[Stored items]
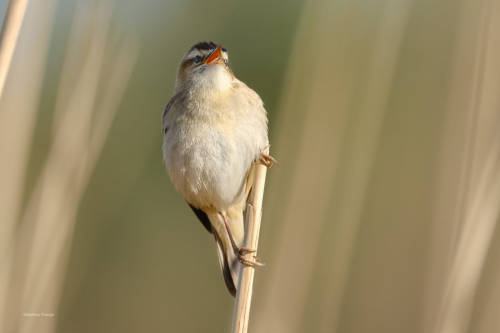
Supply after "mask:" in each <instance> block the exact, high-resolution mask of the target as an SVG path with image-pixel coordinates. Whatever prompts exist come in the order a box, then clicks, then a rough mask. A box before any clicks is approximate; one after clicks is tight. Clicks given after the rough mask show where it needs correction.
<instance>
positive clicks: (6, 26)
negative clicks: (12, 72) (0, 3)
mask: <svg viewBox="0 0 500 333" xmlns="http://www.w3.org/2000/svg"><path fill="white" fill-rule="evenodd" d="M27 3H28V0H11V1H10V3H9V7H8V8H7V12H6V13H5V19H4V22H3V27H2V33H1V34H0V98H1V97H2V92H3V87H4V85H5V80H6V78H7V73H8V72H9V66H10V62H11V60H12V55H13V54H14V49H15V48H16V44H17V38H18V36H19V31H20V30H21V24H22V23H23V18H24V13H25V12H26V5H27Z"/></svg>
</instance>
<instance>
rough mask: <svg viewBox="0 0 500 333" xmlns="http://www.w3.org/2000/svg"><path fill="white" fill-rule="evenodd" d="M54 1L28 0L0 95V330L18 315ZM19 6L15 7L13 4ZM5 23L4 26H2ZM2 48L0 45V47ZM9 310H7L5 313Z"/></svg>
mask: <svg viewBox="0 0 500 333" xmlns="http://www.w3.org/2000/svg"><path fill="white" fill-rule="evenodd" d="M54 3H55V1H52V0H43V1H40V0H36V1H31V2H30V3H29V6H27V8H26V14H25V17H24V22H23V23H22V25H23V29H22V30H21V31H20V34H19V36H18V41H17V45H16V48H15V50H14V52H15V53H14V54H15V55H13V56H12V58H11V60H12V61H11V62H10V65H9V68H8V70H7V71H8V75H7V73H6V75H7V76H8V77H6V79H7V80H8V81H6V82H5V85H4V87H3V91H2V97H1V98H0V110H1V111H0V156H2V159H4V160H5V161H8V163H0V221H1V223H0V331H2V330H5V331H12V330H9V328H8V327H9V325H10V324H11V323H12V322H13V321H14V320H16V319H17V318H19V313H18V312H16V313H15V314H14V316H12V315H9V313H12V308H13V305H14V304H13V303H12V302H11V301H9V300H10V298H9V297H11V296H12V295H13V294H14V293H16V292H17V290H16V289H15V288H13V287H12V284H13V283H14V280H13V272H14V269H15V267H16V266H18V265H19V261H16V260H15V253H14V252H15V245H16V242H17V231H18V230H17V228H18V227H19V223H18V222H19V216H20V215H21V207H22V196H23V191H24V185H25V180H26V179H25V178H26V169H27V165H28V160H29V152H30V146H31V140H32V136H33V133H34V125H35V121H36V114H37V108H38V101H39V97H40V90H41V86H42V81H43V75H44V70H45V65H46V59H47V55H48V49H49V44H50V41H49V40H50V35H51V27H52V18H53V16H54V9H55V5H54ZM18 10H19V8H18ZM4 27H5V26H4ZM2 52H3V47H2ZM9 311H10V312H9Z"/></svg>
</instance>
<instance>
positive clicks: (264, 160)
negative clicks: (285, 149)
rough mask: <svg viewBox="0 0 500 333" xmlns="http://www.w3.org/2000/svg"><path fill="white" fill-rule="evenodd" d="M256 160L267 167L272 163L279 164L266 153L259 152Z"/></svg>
==
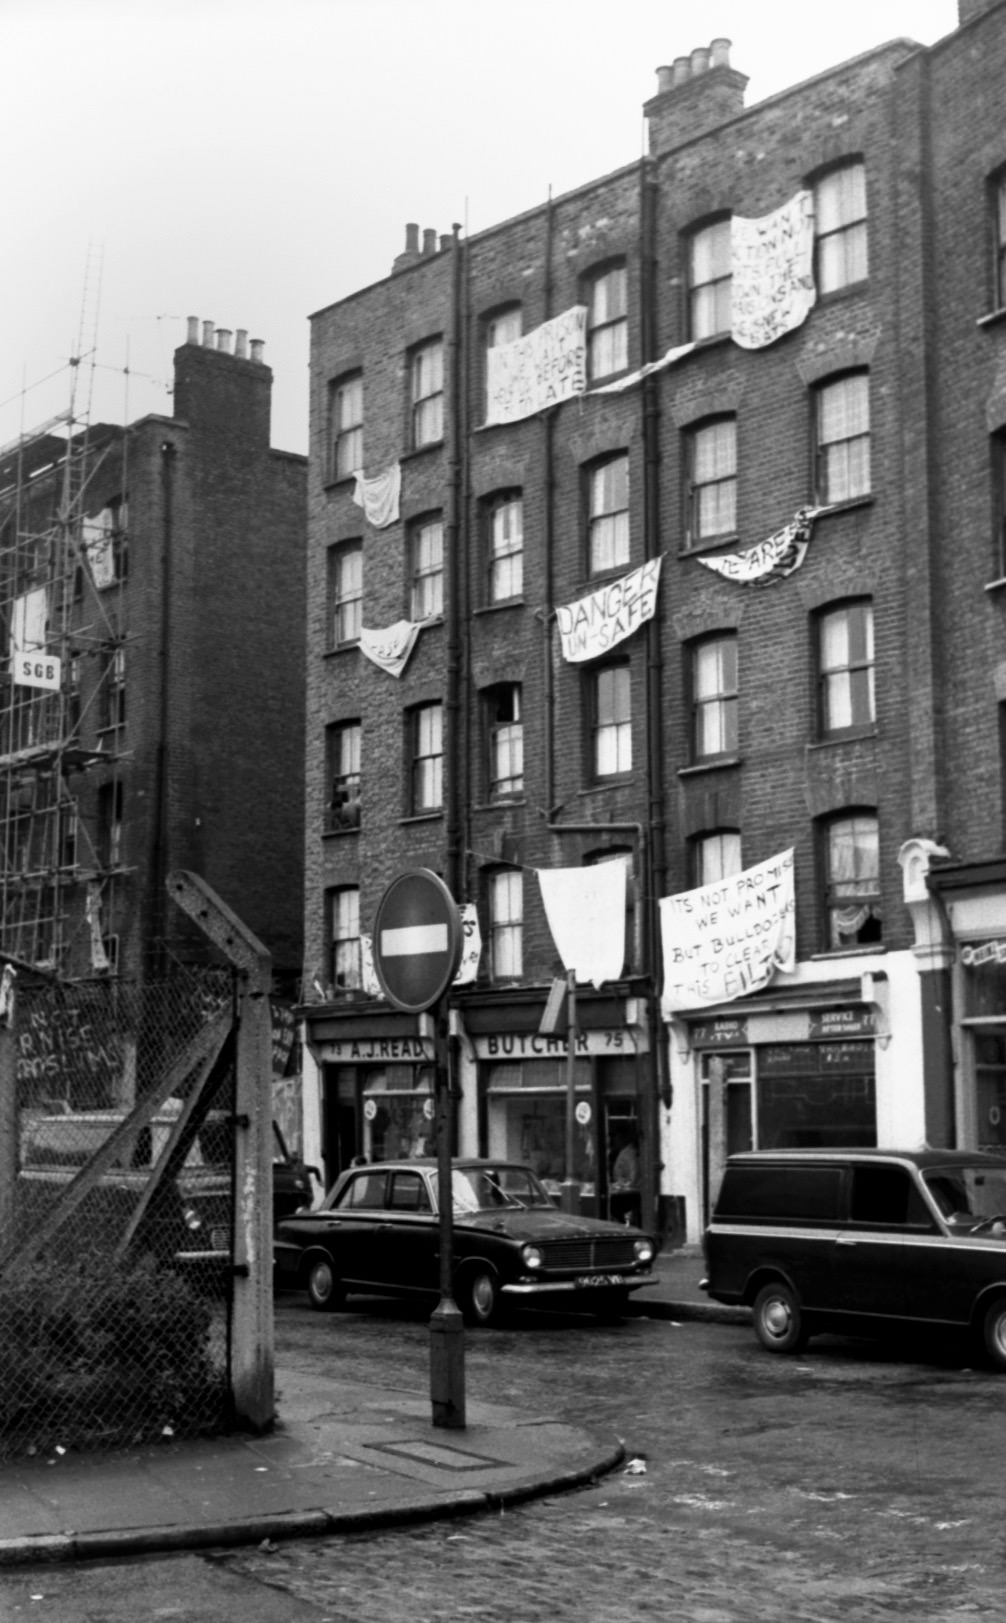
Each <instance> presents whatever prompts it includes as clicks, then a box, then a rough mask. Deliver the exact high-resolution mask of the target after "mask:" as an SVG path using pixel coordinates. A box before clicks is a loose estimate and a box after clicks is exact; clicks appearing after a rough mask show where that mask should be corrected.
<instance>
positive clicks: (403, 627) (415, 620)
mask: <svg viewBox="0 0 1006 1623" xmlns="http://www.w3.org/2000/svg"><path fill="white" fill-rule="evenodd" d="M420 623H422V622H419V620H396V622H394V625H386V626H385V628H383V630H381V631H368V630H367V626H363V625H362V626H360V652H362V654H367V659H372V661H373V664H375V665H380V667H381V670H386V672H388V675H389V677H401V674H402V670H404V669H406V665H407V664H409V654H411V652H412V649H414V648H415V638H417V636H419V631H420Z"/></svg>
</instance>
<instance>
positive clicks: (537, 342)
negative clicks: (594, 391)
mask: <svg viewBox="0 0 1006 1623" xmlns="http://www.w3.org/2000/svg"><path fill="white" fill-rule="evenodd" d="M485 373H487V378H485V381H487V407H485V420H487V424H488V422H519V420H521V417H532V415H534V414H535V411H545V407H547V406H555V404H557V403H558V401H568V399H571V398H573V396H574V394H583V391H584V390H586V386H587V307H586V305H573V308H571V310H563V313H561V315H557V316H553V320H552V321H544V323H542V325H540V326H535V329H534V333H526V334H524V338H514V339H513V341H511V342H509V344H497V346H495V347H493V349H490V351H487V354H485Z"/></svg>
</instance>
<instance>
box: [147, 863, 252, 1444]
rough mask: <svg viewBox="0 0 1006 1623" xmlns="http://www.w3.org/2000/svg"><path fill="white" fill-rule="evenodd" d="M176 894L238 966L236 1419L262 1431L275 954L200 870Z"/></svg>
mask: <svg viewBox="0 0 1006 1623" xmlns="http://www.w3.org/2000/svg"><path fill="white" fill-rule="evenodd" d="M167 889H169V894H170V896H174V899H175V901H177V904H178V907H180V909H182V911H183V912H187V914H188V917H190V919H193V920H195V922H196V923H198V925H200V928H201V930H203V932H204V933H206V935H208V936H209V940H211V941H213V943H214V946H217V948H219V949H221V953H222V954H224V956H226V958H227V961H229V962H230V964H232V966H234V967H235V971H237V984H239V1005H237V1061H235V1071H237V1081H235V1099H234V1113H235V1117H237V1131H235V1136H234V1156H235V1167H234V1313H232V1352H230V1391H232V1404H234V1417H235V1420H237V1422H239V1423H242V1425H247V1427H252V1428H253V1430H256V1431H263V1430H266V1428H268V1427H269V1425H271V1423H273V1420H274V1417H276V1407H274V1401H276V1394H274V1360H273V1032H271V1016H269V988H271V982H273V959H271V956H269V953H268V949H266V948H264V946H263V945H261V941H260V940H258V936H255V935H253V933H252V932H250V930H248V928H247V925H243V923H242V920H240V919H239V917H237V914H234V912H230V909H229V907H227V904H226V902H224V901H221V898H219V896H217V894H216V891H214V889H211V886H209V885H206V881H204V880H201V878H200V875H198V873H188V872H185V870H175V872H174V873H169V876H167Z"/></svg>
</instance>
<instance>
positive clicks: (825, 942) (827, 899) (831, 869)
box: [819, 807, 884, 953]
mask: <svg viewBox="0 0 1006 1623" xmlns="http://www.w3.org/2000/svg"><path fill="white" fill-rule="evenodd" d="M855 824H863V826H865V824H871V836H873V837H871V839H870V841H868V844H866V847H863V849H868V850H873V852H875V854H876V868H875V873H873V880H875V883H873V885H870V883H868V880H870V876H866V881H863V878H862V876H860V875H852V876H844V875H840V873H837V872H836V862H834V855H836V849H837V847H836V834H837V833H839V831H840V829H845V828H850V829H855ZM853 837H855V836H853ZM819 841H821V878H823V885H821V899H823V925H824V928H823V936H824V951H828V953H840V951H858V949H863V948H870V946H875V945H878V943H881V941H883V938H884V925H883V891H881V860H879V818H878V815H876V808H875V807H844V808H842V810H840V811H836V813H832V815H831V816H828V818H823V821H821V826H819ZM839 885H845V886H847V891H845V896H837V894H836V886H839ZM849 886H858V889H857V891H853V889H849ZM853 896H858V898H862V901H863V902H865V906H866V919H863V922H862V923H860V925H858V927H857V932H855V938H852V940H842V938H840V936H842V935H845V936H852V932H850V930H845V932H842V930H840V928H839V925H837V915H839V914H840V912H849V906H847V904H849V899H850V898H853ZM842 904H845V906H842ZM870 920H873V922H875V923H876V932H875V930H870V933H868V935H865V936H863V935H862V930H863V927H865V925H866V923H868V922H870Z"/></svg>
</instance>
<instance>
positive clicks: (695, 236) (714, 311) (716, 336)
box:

YOUR TASK: The answer must consist of every line from the records above that holds "resolution".

RESULT FOR THIS EXERCISE:
Supply after "mask:" in each <instance> block the exact, high-resolution mask of the target as an SVG path with image-pixel coordinates. Whatever prompts exist come in the order a box, then clicks, then a rough mask. A box before any clicks is approximate; one after clicks is tight. Clicks given after the rough mask show where it needs correction.
Each <instance> presents whatever prompts it includes as clicks, then a box, then a rough mask. Deliver the exact high-resolution mask of the target after "mask:" as an SVG path using pixel coordinates. A box before clicks is a loose estimate and a box after clicks is exact; clicks appearing after a rough mask show where that mask should be corrected.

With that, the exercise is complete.